Repeat the lines of the data exactly, from the first one through the one that contains "In this photo, where can the man's ear".

⁂

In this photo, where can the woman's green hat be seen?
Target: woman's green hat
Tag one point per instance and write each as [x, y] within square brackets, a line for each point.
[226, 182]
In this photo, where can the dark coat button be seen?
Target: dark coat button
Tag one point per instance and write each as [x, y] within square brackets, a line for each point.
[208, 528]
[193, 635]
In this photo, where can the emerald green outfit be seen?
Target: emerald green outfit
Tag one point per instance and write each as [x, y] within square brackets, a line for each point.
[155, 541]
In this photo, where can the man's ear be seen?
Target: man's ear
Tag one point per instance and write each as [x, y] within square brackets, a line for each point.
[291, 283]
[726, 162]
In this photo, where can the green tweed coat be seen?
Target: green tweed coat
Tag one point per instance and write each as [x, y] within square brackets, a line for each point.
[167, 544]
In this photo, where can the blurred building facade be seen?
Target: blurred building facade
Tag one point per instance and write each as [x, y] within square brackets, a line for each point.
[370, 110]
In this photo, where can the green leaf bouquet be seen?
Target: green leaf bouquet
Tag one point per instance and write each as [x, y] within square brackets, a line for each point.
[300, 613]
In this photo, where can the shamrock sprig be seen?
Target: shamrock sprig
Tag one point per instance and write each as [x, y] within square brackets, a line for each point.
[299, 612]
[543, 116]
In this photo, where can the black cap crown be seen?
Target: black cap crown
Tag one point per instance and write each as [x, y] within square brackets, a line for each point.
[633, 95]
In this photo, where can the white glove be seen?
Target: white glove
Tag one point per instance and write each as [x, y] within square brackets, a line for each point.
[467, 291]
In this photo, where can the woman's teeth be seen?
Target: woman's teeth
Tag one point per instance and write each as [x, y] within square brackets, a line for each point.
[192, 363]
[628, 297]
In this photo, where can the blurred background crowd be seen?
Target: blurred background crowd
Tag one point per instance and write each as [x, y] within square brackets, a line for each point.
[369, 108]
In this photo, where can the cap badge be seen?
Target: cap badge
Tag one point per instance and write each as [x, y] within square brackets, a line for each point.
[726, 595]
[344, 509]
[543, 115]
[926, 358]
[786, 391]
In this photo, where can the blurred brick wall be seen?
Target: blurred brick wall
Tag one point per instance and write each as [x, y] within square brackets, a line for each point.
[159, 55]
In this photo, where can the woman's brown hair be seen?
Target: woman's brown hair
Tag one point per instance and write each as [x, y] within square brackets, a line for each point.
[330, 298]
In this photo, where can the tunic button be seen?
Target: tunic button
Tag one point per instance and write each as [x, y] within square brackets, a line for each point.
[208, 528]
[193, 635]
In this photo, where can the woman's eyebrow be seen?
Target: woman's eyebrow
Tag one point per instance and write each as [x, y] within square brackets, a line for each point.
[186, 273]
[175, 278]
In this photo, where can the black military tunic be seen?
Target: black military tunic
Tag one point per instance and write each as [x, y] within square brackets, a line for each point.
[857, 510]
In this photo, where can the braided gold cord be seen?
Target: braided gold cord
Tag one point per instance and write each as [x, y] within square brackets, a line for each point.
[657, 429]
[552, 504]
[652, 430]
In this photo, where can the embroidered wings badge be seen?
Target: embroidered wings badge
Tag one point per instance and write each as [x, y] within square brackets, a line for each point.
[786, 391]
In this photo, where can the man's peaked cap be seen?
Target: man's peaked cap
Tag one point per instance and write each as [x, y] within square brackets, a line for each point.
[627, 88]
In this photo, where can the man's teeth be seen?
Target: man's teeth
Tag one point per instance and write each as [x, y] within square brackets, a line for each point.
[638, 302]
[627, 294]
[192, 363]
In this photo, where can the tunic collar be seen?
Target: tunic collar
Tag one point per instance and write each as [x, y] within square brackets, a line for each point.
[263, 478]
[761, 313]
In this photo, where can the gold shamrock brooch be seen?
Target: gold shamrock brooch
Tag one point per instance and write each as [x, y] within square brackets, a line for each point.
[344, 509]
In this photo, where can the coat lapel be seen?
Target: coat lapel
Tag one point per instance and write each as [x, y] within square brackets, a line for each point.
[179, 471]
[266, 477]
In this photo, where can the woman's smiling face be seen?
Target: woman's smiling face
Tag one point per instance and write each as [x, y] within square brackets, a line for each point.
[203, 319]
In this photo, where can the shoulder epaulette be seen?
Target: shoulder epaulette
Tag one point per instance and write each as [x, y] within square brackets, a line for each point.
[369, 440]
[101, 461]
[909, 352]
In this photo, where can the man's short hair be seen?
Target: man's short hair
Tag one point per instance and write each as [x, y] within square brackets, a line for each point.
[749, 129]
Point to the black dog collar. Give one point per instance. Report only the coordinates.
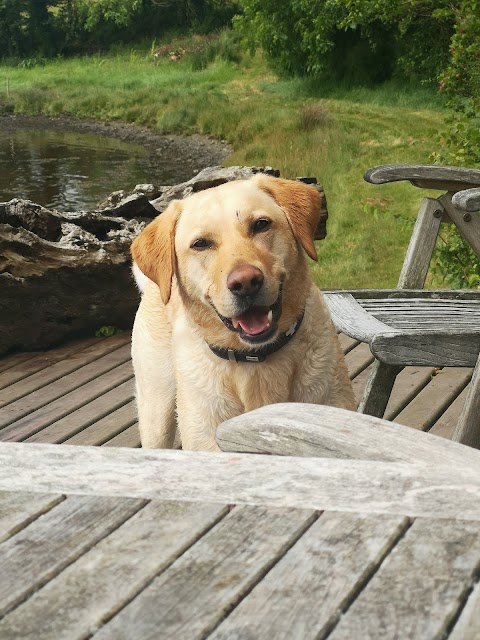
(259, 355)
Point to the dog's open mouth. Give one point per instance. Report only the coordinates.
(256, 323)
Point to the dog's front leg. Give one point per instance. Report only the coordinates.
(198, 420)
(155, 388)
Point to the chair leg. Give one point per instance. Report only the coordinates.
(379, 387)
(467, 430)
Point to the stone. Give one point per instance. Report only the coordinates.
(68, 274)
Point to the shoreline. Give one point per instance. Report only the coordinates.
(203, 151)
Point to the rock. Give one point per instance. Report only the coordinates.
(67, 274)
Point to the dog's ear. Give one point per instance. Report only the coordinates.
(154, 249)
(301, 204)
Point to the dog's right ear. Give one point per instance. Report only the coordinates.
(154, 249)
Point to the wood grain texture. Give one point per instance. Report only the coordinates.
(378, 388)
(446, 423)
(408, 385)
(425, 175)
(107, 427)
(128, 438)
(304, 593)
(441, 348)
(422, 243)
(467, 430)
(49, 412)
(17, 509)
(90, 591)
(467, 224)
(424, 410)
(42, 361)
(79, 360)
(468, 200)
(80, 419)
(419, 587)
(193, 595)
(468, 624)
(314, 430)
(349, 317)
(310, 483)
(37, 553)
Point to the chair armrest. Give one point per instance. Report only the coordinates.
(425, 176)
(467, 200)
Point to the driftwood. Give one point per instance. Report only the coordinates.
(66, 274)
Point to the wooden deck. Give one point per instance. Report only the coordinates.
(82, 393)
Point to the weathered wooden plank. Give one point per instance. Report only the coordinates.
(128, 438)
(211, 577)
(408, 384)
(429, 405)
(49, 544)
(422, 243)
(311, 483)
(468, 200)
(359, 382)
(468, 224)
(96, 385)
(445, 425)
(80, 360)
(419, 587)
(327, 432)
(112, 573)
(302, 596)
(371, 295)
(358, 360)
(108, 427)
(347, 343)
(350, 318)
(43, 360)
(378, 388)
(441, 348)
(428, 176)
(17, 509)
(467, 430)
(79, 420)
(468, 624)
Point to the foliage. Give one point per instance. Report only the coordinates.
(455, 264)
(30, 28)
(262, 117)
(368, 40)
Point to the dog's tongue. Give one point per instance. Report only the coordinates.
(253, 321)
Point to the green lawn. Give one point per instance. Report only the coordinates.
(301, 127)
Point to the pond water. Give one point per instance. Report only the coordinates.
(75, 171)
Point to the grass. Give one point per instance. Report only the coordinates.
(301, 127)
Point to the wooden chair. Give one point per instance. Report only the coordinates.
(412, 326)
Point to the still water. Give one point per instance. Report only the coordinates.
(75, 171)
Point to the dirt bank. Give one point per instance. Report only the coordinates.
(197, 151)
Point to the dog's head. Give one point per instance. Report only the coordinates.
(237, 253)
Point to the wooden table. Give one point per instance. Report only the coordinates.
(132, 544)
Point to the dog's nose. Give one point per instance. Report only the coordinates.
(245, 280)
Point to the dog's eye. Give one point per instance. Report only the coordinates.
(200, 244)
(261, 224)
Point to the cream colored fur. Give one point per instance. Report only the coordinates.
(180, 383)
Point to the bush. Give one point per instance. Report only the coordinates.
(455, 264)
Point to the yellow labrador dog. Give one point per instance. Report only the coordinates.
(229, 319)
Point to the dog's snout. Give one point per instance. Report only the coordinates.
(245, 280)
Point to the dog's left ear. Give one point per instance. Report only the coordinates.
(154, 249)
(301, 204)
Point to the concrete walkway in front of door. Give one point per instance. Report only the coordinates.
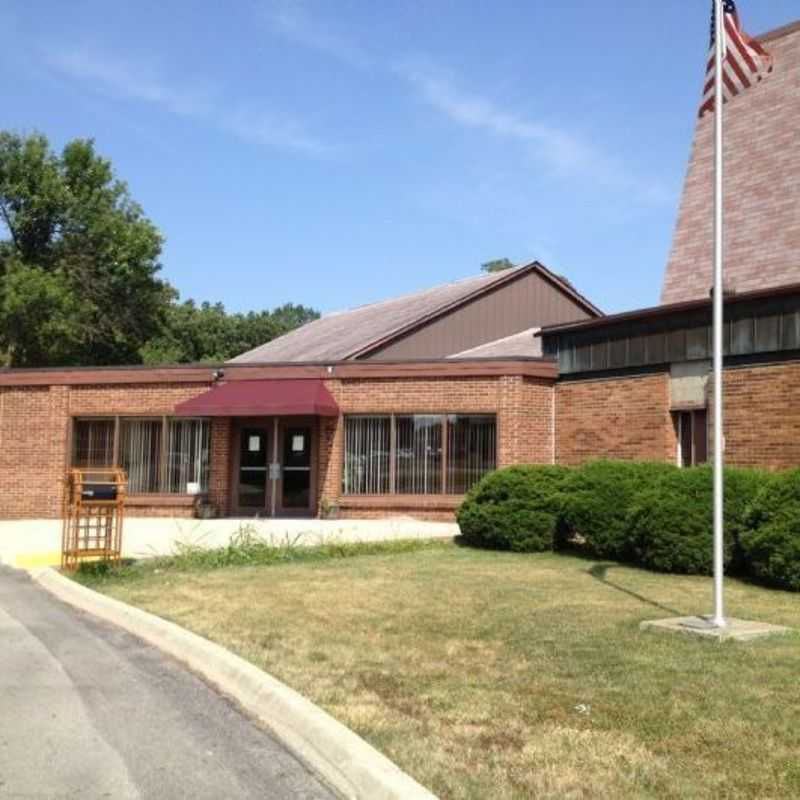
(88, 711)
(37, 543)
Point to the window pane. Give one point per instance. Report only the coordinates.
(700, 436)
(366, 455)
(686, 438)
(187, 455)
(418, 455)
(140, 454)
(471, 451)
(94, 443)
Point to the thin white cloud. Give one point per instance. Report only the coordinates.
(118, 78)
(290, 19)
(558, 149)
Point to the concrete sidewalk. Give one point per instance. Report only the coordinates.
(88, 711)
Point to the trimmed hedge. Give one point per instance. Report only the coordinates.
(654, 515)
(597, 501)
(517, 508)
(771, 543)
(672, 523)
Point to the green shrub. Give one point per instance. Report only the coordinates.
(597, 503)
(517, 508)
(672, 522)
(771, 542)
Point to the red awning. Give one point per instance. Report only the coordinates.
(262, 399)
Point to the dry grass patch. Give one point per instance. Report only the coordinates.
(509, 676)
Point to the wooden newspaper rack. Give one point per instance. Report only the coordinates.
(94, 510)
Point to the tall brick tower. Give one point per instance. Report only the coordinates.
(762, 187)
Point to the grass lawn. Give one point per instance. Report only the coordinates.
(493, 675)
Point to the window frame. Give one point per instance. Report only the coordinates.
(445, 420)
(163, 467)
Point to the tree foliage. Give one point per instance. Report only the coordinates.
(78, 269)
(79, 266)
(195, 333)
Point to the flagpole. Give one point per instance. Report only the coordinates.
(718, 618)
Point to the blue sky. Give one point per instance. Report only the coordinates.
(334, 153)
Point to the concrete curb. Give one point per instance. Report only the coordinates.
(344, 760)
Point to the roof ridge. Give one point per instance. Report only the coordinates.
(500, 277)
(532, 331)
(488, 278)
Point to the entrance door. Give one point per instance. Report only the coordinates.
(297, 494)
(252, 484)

⁂

Written response
In this photo, where can the woman's green hat be seen?
Target: woman's green hat
Tag one point per instance and write each as [x, y] within square brackets, a line for each point.
[226, 182]
In this photo, where can the dark coat button be seen?
Target: dark coat button
Tag one point per instance and write each as [x, y] within square brackets, a line for each point.
[208, 528]
[193, 635]
In this photo, where can the emerald green outfit be seen?
Target: emerald green outfit
Tag one point per instance and write each as [x, y] within square brackets, a line for each point.
[155, 541]
In this photo, where can the man's ear be seen?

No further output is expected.